EXERCISE DETAILS
Reproduce the data below line for line, leaving out the pictures.

Location identification entries
_ _ _ _

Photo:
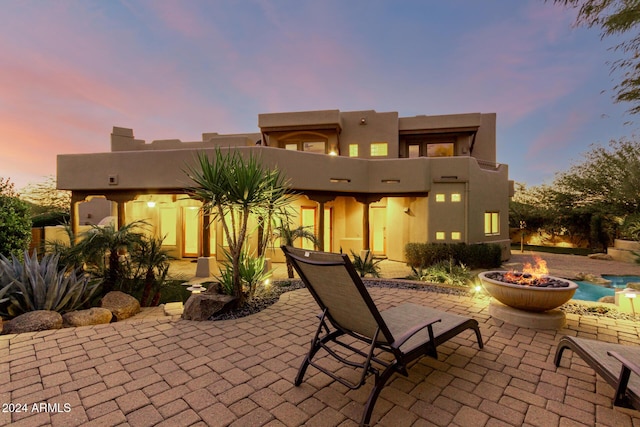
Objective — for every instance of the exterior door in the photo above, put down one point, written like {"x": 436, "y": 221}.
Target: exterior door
{"x": 308, "y": 219}
{"x": 191, "y": 231}
{"x": 378, "y": 230}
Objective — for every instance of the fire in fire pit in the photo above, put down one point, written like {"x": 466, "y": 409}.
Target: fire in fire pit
{"x": 531, "y": 275}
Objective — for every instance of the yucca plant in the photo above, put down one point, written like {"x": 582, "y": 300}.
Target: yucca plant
{"x": 233, "y": 188}
{"x": 34, "y": 284}
{"x": 288, "y": 235}
{"x": 251, "y": 270}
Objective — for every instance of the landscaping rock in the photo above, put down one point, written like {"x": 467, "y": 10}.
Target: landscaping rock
{"x": 203, "y": 306}
{"x": 173, "y": 309}
{"x": 92, "y": 316}
{"x": 33, "y": 321}
{"x": 634, "y": 285}
{"x": 120, "y": 304}
{"x": 608, "y": 299}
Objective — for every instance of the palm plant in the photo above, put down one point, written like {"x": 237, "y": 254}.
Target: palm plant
{"x": 101, "y": 241}
{"x": 153, "y": 262}
{"x": 233, "y": 189}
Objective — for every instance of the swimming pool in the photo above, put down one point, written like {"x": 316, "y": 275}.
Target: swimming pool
{"x": 589, "y": 292}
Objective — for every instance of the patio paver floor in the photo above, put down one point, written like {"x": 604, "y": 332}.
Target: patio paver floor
{"x": 165, "y": 371}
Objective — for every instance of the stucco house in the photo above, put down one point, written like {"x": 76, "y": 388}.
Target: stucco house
{"x": 367, "y": 180}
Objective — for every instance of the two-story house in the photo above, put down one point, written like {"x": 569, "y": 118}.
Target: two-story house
{"x": 366, "y": 180}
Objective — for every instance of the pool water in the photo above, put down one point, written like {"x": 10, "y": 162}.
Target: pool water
{"x": 590, "y": 292}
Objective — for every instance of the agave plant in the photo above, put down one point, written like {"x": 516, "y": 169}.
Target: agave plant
{"x": 34, "y": 284}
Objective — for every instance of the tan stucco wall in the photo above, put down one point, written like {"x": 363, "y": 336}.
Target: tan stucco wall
{"x": 135, "y": 167}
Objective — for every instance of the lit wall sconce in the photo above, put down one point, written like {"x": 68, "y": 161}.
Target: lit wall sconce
{"x": 631, "y": 294}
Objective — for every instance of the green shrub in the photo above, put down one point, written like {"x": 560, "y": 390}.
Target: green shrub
{"x": 483, "y": 255}
{"x": 32, "y": 284}
{"x": 48, "y": 219}
{"x": 447, "y": 272}
{"x": 15, "y": 225}
{"x": 250, "y": 269}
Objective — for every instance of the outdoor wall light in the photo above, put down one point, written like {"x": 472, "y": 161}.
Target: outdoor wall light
{"x": 631, "y": 294}
{"x": 196, "y": 288}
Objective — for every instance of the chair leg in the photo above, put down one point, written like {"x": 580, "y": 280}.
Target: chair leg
{"x": 373, "y": 396}
{"x": 559, "y": 351}
{"x": 478, "y": 337}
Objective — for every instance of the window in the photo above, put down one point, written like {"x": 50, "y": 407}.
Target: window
{"x": 491, "y": 223}
{"x": 378, "y": 149}
{"x": 444, "y": 149}
{"x": 314, "y": 147}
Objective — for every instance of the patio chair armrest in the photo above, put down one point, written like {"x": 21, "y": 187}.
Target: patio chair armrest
{"x": 411, "y": 332}
{"x": 633, "y": 367}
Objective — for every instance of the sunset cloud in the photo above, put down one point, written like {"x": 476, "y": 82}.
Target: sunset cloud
{"x": 71, "y": 71}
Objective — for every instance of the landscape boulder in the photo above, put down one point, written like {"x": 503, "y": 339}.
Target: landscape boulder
{"x": 120, "y": 304}
{"x": 33, "y": 321}
{"x": 92, "y": 316}
{"x": 203, "y": 306}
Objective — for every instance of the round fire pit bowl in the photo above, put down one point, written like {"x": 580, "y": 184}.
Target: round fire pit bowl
{"x": 528, "y": 298}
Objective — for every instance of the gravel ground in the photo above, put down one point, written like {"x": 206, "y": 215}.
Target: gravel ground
{"x": 264, "y": 300}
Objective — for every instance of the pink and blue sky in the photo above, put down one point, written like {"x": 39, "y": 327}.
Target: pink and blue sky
{"x": 71, "y": 70}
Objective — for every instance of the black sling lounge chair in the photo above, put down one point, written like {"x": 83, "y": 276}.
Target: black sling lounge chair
{"x": 388, "y": 340}
{"x": 613, "y": 362}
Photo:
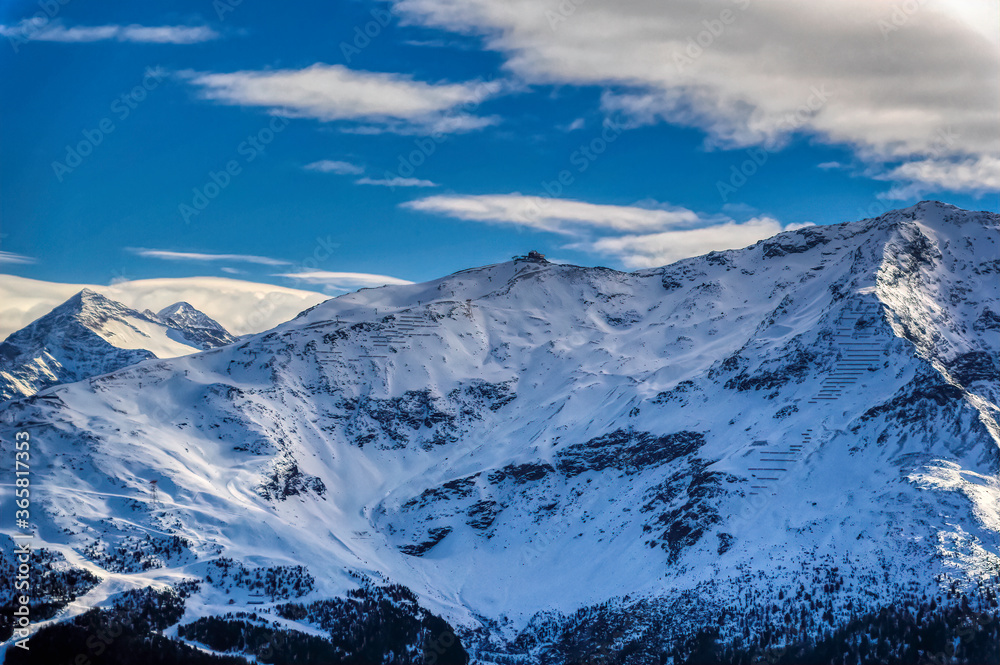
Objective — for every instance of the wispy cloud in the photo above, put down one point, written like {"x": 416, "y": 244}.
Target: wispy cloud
{"x": 395, "y": 182}
{"x": 382, "y": 101}
{"x": 638, "y": 237}
{"x": 168, "y": 255}
{"x": 914, "y": 179}
{"x": 343, "y": 281}
{"x": 12, "y": 258}
{"x": 548, "y": 214}
{"x": 162, "y": 34}
{"x": 882, "y": 78}
{"x": 331, "y": 166}
{"x": 657, "y": 249}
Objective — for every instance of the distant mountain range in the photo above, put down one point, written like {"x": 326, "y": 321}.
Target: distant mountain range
{"x": 784, "y": 453}
{"x": 90, "y": 335}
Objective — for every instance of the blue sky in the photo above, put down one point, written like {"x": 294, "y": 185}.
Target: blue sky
{"x": 438, "y": 140}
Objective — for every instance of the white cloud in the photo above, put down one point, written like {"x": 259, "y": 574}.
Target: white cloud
{"x": 12, "y": 258}
{"x": 343, "y": 281}
{"x": 331, "y": 166}
{"x": 162, "y": 34}
{"x": 883, "y": 77}
{"x": 919, "y": 177}
{"x": 549, "y": 214}
{"x": 657, "y": 249}
{"x": 384, "y": 101}
{"x": 396, "y": 182}
{"x": 637, "y": 237}
{"x": 168, "y": 255}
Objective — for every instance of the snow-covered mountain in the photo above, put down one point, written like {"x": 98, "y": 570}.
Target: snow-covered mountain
{"x": 241, "y": 307}
{"x": 557, "y": 459}
{"x": 90, "y": 335}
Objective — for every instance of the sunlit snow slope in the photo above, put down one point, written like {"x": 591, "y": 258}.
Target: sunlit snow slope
{"x": 529, "y": 437}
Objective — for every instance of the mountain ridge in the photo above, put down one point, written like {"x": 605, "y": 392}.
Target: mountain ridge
{"x": 697, "y": 438}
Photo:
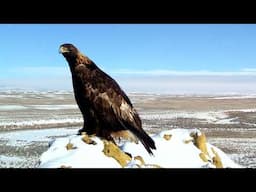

_ _ _ _

SOLUTION FOR THIS EXERCISE
Photo:
Objective — for every instance of the exterior door in the photo above, put down one point, written like {"x": 436, "y": 221}.
Target: exterior door
{"x": 308, "y": 219}
{"x": 191, "y": 231}
{"x": 378, "y": 230}
Objective — for every instance of the fire in fire pit in the photo above, put down one point, written like {"x": 466, "y": 409}.
Target: fire in fire pit
{"x": 531, "y": 275}
Objective — for every instance of the yucca plant in the photo above, put down one point, written like {"x": 582, "y": 300}.
Target: yucca plant
{"x": 233, "y": 188}
{"x": 34, "y": 284}
{"x": 288, "y": 235}
{"x": 251, "y": 270}
Objective — for every instance of the landscaping rock in the photo above, put down one point, written like {"x": 467, "y": 10}.
Target: landscaping rock
{"x": 203, "y": 306}
{"x": 173, "y": 309}
{"x": 92, "y": 316}
{"x": 33, "y": 321}
{"x": 634, "y": 285}
{"x": 120, "y": 304}
{"x": 608, "y": 299}
Objective — for every instance of the palm plant in the photo above, put down one point, written like {"x": 237, "y": 254}.
Target: palm plant
{"x": 101, "y": 241}
{"x": 153, "y": 262}
{"x": 233, "y": 189}
Objective — for every instance of the swimming pool in the photo above, put down one point, written like {"x": 316, "y": 275}.
Target: swimming pool
{"x": 589, "y": 292}
Objective — for every instance of the patio paver floor in the photo above, put down one point, written like {"x": 604, "y": 332}.
Target: patio paver floor
{"x": 165, "y": 371}
Objective — for every instance of the stucco house in the photo above, put down one point, written like {"x": 76, "y": 388}.
Target: stucco house
{"x": 367, "y": 180}
Objective — for every instance of the two-story house in the photo above, put down one point, written like {"x": 569, "y": 118}.
Target: two-story house
{"x": 366, "y": 180}
Objective — for every instance of the pool water in the photo above, put down one point, written like {"x": 10, "y": 162}.
Target: pool water
{"x": 590, "y": 292}
Objective — for every instance of the agave plant in the photo above, put down one point, written like {"x": 516, "y": 169}.
Target: agave plant
{"x": 34, "y": 284}
Objective — for every instance of the tan stucco wall in the photo above, put down one point, written like {"x": 363, "y": 336}.
Target: tan stucco wall
{"x": 135, "y": 167}
Objective — for every instance of the lit wall sconce in the photo above, put down one point, written like {"x": 68, "y": 161}.
Target: lit wall sconce
{"x": 631, "y": 294}
Objective — for every instance of the green shrub in the photo above, put down one point, written like {"x": 560, "y": 390}.
Target: green shrub
{"x": 483, "y": 255}
{"x": 32, "y": 284}
{"x": 48, "y": 219}
{"x": 447, "y": 272}
{"x": 15, "y": 225}
{"x": 250, "y": 269}
Objective — for every instance of the outdoor wall light in the photo above, put down one point, written like {"x": 472, "y": 161}.
Target: outdoor wall light
{"x": 631, "y": 294}
{"x": 196, "y": 288}
Objective — for every instance of the chair leg in the photo above, put down one point, written like {"x": 580, "y": 280}.
Target: chair leg
{"x": 373, "y": 396}
{"x": 559, "y": 351}
{"x": 478, "y": 337}
Objective — for every instance of the window in the photo above, put down one point, written like {"x": 50, "y": 407}.
Target: window
{"x": 491, "y": 223}
{"x": 378, "y": 149}
{"x": 444, "y": 149}
{"x": 314, "y": 147}
Objective — for every instance of the patio chair armrest in the photo above, put down one point, written like {"x": 21, "y": 187}.
Target: patio chair armrest
{"x": 411, "y": 332}
{"x": 633, "y": 367}
Objective — for every instance of the sunset cloud in the photo above, put down one point, written like {"x": 476, "y": 82}.
Target: sunset cloud
{"x": 71, "y": 71}
Objective — for every instance of the landscape boulder in the photo above, put down one point, written like {"x": 503, "y": 339}.
Target: landscape boulder
{"x": 120, "y": 304}
{"x": 33, "y": 321}
{"x": 92, "y": 316}
{"x": 203, "y": 306}
Objective — for every instance of the round fire pit bowl in the photo above, put down one point, written like {"x": 580, "y": 184}.
Target: round fire pit bowl
{"x": 528, "y": 298}
Objective — for every instance of the gravel ground in the photo above, put down one point, written like {"x": 206, "y": 215}.
Target: gravel ground
{"x": 264, "y": 300}
Objective — for every instance of the pink and blue sky in the photo above, put down one point, written like {"x": 39, "y": 327}.
Target: pink and blue sky
{"x": 71, "y": 70}
Objective — for every instance of the black sling lounge chair in the photo above, put down one point, written like {"x": 83, "y": 276}.
Target: black sling lounge chair
{"x": 388, "y": 340}
{"x": 613, "y": 362}
Photo:
Objective — for every instance of the wispy cloud in the photo above, put down one point, written like {"x": 416, "y": 244}.
Target: wispy cloud
{"x": 395, "y": 182}
{"x": 382, "y": 101}
{"x": 638, "y": 237}
{"x": 168, "y": 255}
{"x": 914, "y": 179}
{"x": 343, "y": 281}
{"x": 12, "y": 258}
{"x": 548, "y": 214}
{"x": 162, "y": 34}
{"x": 882, "y": 78}
{"x": 331, "y": 166}
{"x": 657, "y": 249}
Objective — for every instance of the distant mountain range in the photo above, put down one point, written like {"x": 326, "y": 321}.
Target: distant mountain range
{"x": 784, "y": 453}
{"x": 90, "y": 335}
Objective — for every instance of the blue sky in the photo above, put down one point, written like {"x": 294, "y": 185}.
Target: blue sky
{"x": 438, "y": 140}
Objective — for every instance of the white cloud in the photo above, put down one point, written like {"x": 259, "y": 574}.
Target: white cloud
{"x": 12, "y": 258}
{"x": 343, "y": 281}
{"x": 331, "y": 166}
{"x": 162, "y": 34}
{"x": 883, "y": 77}
{"x": 919, "y": 177}
{"x": 549, "y": 214}
{"x": 657, "y": 249}
{"x": 384, "y": 101}
{"x": 396, "y": 182}
{"x": 637, "y": 237}
{"x": 168, "y": 255}
Objective — for every instance of the snow-covered mountain in the photo above, put down one point, written like {"x": 98, "y": 570}.
Target: snow-covered mountain
{"x": 241, "y": 307}
{"x": 557, "y": 459}
{"x": 90, "y": 335}
Objective — for every instance of the sunlit snow slope in the photo above, put down one point, written like {"x": 591, "y": 258}.
Target: sunlit snow slope
{"x": 529, "y": 437}
Objective — for every instance of the mountain ridge in the photo above, put down one point, written like {"x": 605, "y": 392}.
Target: mountain ridge
{"x": 697, "y": 438}
Photo:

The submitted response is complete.